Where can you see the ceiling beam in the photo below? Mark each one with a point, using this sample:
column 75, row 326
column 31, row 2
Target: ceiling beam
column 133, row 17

- [WORK TO DO]: Lay out every line of the items above as a numbered list, leaving out any blank lines.

- [SOLUTION TO THE PROBLEM]:
1. Where can you see the ceiling beam in the photo below? Mark each one with a point, using this sample:
2. column 75, row 326
3. column 31, row 2
4. Target: ceiling beam
5. column 133, row 17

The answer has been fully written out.